- [WHAT IS BEING ASKED]: All the data should come back exactly as it was given.

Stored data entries
- - -

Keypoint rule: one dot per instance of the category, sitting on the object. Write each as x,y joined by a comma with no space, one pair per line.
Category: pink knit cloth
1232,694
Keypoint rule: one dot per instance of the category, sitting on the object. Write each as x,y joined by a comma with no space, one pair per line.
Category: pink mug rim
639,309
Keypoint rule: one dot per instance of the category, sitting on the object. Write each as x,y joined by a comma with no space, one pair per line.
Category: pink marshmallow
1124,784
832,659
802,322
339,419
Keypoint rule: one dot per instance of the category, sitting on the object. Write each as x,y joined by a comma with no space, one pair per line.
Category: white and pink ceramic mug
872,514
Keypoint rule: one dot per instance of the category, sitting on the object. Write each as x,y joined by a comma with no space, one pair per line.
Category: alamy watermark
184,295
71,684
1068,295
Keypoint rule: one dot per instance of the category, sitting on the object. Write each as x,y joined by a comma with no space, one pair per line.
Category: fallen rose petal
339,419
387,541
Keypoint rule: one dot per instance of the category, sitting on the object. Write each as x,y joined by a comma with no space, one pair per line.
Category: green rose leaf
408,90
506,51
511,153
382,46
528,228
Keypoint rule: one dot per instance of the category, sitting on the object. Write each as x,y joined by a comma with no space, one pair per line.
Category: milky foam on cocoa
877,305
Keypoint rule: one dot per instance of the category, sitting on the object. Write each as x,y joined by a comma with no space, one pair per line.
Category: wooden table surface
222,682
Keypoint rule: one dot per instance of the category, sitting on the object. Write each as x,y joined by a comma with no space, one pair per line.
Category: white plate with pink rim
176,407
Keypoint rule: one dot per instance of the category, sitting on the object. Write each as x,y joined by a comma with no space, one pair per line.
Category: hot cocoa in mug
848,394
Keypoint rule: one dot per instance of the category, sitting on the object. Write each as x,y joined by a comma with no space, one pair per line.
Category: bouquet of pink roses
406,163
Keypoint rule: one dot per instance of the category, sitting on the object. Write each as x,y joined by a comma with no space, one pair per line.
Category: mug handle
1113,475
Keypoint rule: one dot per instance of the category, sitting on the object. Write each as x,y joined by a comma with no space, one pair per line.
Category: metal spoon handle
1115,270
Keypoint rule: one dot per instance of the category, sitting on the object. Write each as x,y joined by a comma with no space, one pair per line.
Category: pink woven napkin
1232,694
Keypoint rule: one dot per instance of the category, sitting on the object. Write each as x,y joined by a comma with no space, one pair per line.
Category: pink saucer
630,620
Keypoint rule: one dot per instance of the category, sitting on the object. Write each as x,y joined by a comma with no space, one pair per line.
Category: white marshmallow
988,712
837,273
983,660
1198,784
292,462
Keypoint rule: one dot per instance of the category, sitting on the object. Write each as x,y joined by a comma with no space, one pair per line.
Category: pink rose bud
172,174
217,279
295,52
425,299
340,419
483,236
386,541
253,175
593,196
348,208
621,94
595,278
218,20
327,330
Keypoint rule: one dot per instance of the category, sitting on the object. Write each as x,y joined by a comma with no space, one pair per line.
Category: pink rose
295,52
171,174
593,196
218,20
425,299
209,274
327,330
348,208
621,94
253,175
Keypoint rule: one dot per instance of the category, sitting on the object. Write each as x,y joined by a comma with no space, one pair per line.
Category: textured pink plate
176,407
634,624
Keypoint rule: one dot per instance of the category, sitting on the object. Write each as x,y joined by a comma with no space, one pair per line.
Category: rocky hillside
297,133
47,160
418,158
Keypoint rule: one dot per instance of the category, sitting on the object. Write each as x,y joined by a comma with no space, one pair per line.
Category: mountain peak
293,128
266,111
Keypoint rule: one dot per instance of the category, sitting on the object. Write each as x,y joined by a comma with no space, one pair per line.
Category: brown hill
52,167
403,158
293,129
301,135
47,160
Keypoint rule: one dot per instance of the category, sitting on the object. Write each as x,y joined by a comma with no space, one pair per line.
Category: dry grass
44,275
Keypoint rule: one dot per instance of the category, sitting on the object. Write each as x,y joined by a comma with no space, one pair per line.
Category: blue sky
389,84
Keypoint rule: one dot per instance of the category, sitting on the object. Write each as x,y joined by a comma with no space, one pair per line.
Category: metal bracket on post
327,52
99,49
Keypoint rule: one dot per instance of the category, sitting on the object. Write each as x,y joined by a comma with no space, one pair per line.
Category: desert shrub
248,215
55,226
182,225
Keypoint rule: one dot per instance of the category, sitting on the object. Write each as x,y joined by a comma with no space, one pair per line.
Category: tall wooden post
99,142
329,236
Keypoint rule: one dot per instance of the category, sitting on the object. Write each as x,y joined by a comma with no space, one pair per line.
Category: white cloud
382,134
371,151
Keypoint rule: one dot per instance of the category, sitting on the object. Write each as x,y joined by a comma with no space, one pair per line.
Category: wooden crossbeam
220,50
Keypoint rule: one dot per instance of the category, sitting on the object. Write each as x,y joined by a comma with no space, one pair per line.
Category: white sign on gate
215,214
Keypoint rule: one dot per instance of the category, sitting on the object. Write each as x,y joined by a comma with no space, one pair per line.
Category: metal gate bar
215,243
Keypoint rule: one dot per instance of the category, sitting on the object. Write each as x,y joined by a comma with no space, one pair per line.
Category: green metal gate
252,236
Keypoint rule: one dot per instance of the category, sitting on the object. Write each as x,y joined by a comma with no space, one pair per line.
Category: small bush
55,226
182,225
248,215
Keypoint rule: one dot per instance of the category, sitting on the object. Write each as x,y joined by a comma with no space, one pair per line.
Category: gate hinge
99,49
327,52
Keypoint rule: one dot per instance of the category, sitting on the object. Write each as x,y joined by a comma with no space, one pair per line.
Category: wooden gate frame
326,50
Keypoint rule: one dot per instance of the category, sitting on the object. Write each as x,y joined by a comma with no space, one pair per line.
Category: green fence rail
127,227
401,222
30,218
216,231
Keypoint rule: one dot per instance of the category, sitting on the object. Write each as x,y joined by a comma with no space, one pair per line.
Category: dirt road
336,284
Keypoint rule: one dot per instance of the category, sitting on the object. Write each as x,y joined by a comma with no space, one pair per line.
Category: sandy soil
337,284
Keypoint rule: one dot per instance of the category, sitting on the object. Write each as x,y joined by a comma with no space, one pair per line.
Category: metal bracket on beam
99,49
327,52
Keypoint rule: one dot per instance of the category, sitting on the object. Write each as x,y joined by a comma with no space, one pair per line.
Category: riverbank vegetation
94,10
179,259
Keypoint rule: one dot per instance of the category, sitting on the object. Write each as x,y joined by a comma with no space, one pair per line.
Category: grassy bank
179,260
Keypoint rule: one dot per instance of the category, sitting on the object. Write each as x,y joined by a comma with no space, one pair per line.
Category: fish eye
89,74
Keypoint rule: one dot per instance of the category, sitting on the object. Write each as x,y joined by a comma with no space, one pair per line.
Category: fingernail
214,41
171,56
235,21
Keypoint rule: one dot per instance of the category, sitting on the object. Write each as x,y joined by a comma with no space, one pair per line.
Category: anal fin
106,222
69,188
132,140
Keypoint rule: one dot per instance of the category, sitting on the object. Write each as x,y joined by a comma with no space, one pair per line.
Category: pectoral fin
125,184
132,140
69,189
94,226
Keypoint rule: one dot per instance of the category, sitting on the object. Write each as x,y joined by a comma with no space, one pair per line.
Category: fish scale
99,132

- - -

- [WORKED ANSWER]:
Keypoint rule: one dot per instance of the category, sitting on the object. Write each as x,y joined by a comma with no space, one pair per line.
Category: pink knit cloth
1232,694
Keypoint rule: one dot per instance of the category, sitting on the object. Write each as x,y joined by a comma with no space, one pair per line.
Category: pink mug rim
639,309
Keypoint rule: one dot per instance of the category, sitting on the object. Write each as x,y joined by a comma with no space, one pair per line.
Category: pink marshmallow
1124,784
832,659
802,322
339,419
Keypoint rule: one dot per instance of the category, sitting on the object. Write each as x,y joined by a comma with no space, one pair per line.
Category: white and pink ceramic mug
872,514
Keypoint rule: one dot per instance of the category, sitting on the object. Write each as x,y joined by a comma with no space, one pair per line.
Category: alamy watermark
184,295
71,684
1068,295
Keypoint rule: one dot per instance of the category, sitting on the object. Write each as x,y joined by a comma with no space, one pair per line.
Category: fallen rose petal
339,419
387,541
Keypoint rule: one dot per instance of the category, sitting on the object. Write each as x,y joined by a comma with no space, one pair per line.
Category: green rose leaf
408,90
506,51
511,153
382,46
528,228
Keypoint rule: one dot per instance of the category, sitting on the object. Write each as x,y joined by a comma with no space, one pair per line.
Category: milky foam on cocoa
877,305
Keypoint rule: one dot per instance of the category, sitting on the object. Write each as x,y joined by a comma with no space, one pair per line.
Category: wooden table surface
222,682
Keypoint rule: one dot per instance of the category, sitting on the object. Write each as x,y joined by a comma with no space, one pair per line.
Category: white plate with pink rim
176,407
Keypoint rule: one dot per instance of the category, sitting on the object. Write each as x,y joined by a comma with no space, one pair per line.
Category: hot cocoa in mug
848,394
Keypoint rule: one dot per instance of the category, sitting on the object. Write each as x,y joined by a comma with no space, one pair per line.
Category: bouquet of pink roses
406,163
Keypoint rule: one dot per instance of the category, sitting on the object. Write each as x,y joined by a comma with no space, one pair per line.
Category: mug handle
1113,475
Keypoint rule: one dot per instance of the category, sitting on the object. Write each as x,y joined by a comma with no space, one pair per line.
Category: metal spoon handle
1115,270
Keypoint rule: one dot per instance of the category, sitting on the object. Write each as x,y joined by a comma with no space, one pair per line.
Category: pink woven napkin
1232,694
Keypoint rule: one dot per instance of the category, sitting on the object. Write each as x,y joined by a comma with no space, one pair per line.
Category: pink saucer
630,620
Keypoint rule: one dot per instance of the category, sitting on the object. Write each as x,y joined by a comma with no space, one pair per line.
Category: white marshmallow
988,712
837,273
983,660
1198,784
292,462
Keypoint rule: one dot per instance of the category, sitting on the object. Write each as x,y joined by a comma with no space, one pair per line.
Category: pink rose bud
172,174
217,279
295,52
425,299
340,419
483,236
386,541
253,175
593,196
348,208
621,94
595,278
218,20
327,330
Keypoint rule: one dot per instance of the category, sitting on the object. Write each as x,y joined by a comma with no space, one pair per line.
Category: pink rose
295,52
171,174
593,196
218,20
425,299
209,274
327,330
348,208
621,94
253,175
Keypoint rule: one dot per instance of the category, sitting on the object. Write each as x,y joined by a comma with no space, one pair per line.
Category: textured pink plate
176,407
634,624
Keypoint rule: one dot per instance of the category, sitting on the object. Write each as x,y joined by a comma with no space, one pair per line.
Category: rocky hillside
297,133
47,160
418,158
Keypoint rule: one dot per instance of the category, sitting on the object. Write each as x,y joined by a comma with no space, one pair per line.
Category: mountain peak
293,128
266,111
Keypoint rule: one dot per instance of the category, sitting on the object. Write each as x,y joined by a comma with no space, one pair per line.
Category: brown hill
52,167
403,158
293,129
301,135
47,160
Keypoint rule: one dot per instance of the category, sitting on the object. Write each as x,y joined by a comma with no space, one pair per line.
Category: dry grass
44,275
Keypoint rule: one dot per instance of the category, sitting on the object. Write each as x,y joined by a comma with no space, one pair per line.
Category: blue sky
389,84
Keypoint rule: one dot per instance of the category, sitting on the object. Write each as x,y joined by a comma with no space, one pair per line.
Category: metal bracket on post
327,52
99,49
Keypoint rule: one dot per instance of the category, sitting on the object. Write each as x,y joined by a comma with no space, one pair per line.
Category: desert shrub
248,215
55,226
182,225
Keypoint rule: one dot per instance of the category, sitting on the object. Write each as x,y joined by a comma with no space, one pair per line.
Category: tall wooden post
99,142
329,236
Keypoint rule: one dot per instance of the category, sitting on the object. Write each as x,y joined by a comma with no space, one pair per line.
Category: white cloud
382,134
371,151
Keypoint rule: one dot per instance of the category, sitting on the object. Write each as x,y joined by a comma with no space, one pair per line.
Category: wooden crossbeam
220,50
Keypoint rule: one dot per instance of the category, sitting on the object. Write each as x,y joined by a comma with no space, one pair per line.
Category: white sign on gate
215,214
Keypoint rule: one dot per instance of the category, sitting on the object. Write each as x,y joined by a comma with no space, one pair per line.
Category: metal gate bar
215,243
Keypoint rule: one dot per instance of the category, sitting on the object. Write each as x,y joined by a comma with no space, one pair per line.
Category: green metal gate
252,236
Keypoint rule: one dot per instance of the category, sitting on the object. Write each as x,y joined by a comma with no space, one pair per line.
Category: small bush
55,226
182,225
248,215
Keypoint rule: one dot per instance of the category, sitting on the object. Write each as x,y joined by a comma with no space, one pair per line.
Category: gate hinge
99,49
327,52
Keypoint rule: one dot per instance of the category, sitting on the object. Write each as x,y joined by a comma with no space, one pair per line.
Category: wooden gate frame
326,50
Keypoint rule: one dot per instance of the category, sitting on the object. Write each as x,y joined by a comma with no space, one pair per line.
Category: green fence rail
127,227
401,222
30,218
216,231
Keypoint rule: one dot per instance of the category, sitting on the object. Write each as x,y joined by a comma with no space, one pair per line.
Category: dirt road
336,284
Keypoint rule: one dot per instance of the category, sitting on the object. Write each as x,y joined by a comma with no space, one pair per line.
Category: sandy soil
337,284
Keypoint rule: one dot per instance of the category, sitting on the object. Write each as x,y joined by a comma with no space, one pair per line.
Category: metal bracket on beam
99,49
327,52
Keypoint rule: one dot per instance of the category, sitting on the object. Write each as x,y joined by a comma with no space, one pair per line.
Category: riverbank vegetation
94,10
179,259
Keypoint rule: one dot per instance of the category, sitting on the object. Write each as x,y joined by a comma with no space, one pair per line.
Category: grassy bank
179,260
Keypoint rule: one dot per instance of the category, sitting on the object. Write each as x,y joined by a comma with no space, one pair per line.
Category: fish eye
89,74
Keypoint rule: one dot per instance of the category, sitting on the object. Write each as x,y joined by a comma with no space, one pair per line.
Category: fingernail
214,41
171,56
235,21
Keypoint rule: one dot per instance of the category, sitting on the object. Write each as x,y joined by a comma with no space, one pair per line.
Category: anal fin
106,222
69,188
132,140
Keypoint rule: one dot per instance of the category, sitting on the object. Write each as x,y joined by a comma with no space, one pair per line.
Category: pectoral fin
125,184
132,140
69,189
94,226
Keypoint rule: one dot per instance of the category, sitting on the object. Write each as x,y joined by a comma with no space, one pair per line.
Category: fish scale
99,132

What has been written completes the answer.